Given the proposed disposal of the Group's activities in Oman, and the proposed cessation of activities in Zambia and Namibia as described further below, the Company has also, on 2 March 2016, agreed the sale of 100 per cent of the issued share capital of FRII, to Mr M (Jack) Keyes for a nominal cash sum of £1. FRII has historically provided administrative and technical support for the Group's oil exploration projects and has no licence interests. On completion of the FRII Disposal, all inter-company balances owed by Group companies to FRII will be novated to the Company and the remaining net balance owed by FRII to the Company amounting to US$1,718,584 will be waived in full. The net balance owed by FRII of $1,718,584, has already been impaired in full in the Company financial statements

As Mr M (Jack) Keyes was a director of the Company within the last 12 months, the FRII Disposal is also a related party transaction for the purposes of Rule 13 of the AIM Rules. The Directors, having consulted with the Company's nominated adviser, consider that the FRII Disposal is fair and reasonable insofar as Shareholders are concerned. The Directors have taken into account that FRII is a Group cost centre with no revenues or assets and therefore the inter-company balances reflect the historic funding of ongoing administrative and other day-to-day operational costs incurred by FRII on behalf of the Group. Furthermore, the Company no longer requires any technical support, as it will no longer have any activities in Oman and as described further below intends to cease activities in Zambia and Namibia as soon as possible.

▶ [Tasks to carry out]:
a) Answer these questions from the passage on the FRII disposal, one per line:
(i) To whom is the Company selling FRII's issued share capital, and for what cash sum?
(ii) What net balance owed by FRII to the Company will be waived?
(iii) Under which rule of the AIM Rules is the FRII Disposal a related party transaction?
b) Retype the part of the passage on the FRII disposal that opens with the words containing "As Mr M (Jack)" and closes with "soon as possible.".
The items that come next have nothing to do with the passage on the FRII disposal.

▶ [Recorded data]:
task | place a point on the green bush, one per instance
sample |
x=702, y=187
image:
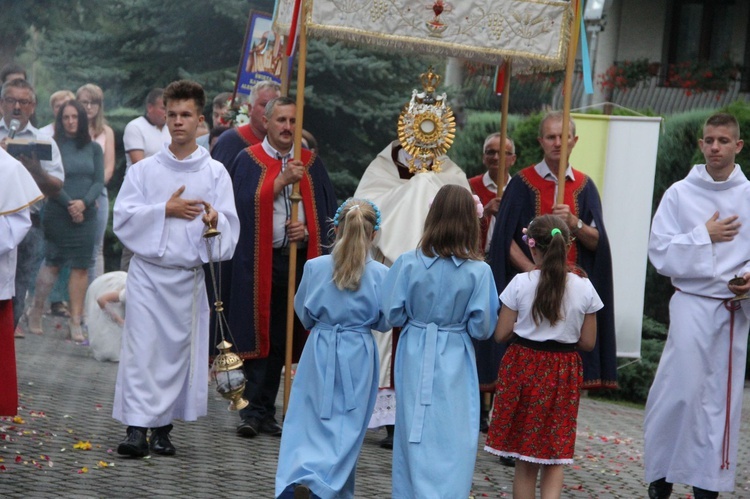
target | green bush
x=635, y=377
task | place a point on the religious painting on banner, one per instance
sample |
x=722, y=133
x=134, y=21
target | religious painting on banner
x=533, y=33
x=262, y=55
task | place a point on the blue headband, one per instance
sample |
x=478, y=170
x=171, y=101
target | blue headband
x=345, y=203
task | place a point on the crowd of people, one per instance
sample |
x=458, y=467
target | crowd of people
x=432, y=304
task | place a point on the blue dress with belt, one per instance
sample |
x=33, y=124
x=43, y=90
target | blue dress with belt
x=441, y=303
x=334, y=389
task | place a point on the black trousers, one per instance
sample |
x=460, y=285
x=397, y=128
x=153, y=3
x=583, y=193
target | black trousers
x=264, y=375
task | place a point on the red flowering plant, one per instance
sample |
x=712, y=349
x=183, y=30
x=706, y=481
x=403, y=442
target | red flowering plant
x=624, y=75
x=700, y=76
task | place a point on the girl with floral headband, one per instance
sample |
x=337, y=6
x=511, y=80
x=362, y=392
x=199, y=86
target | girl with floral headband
x=547, y=315
x=336, y=383
x=443, y=294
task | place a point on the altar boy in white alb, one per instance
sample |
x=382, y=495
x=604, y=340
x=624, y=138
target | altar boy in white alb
x=700, y=238
x=161, y=213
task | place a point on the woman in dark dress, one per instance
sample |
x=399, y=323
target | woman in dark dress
x=69, y=220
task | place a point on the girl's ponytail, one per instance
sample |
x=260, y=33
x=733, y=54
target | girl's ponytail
x=551, y=238
x=355, y=221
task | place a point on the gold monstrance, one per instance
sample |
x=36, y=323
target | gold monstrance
x=426, y=126
x=226, y=369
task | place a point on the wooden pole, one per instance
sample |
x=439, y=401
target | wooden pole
x=295, y=199
x=567, y=95
x=502, y=171
x=285, y=69
x=242, y=58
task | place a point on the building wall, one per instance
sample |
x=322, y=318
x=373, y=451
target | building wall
x=642, y=29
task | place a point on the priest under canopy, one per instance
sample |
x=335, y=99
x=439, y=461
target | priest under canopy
x=402, y=181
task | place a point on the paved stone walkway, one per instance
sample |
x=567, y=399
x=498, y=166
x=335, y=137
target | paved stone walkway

▶ [Task-by-task outputs]:
a)
(i) Mr M (Jack) Keyes, for a nominal cash sum of £1.
(ii) US$1,718,584.
(iii) Rule 13.

b)
As Mr M (Jack) Keyes was a director of the Company within the last 12 months, the FRII Disposal is also a related party transaction for the purposes of Rule 13 of the AIM Rules. The Directors, having consulted with the Company's nominated adviser, consider that the FRII Disposal is fair and reasonable insofar as Shareholders are concerned. The Directors have taken into account that FRII is a Group cost centre with no revenues or assets and therefore the inter-company balances reflect the historic funding of ongoing administrative and other day-to-day operational costs incurred by FRII on behalf of the Group. Furthermore, the Company no longer requires any technical support, as it will no longer have any activities in Oman and as described further below intends to cease activities in Zambia and Namibia as soon as possible.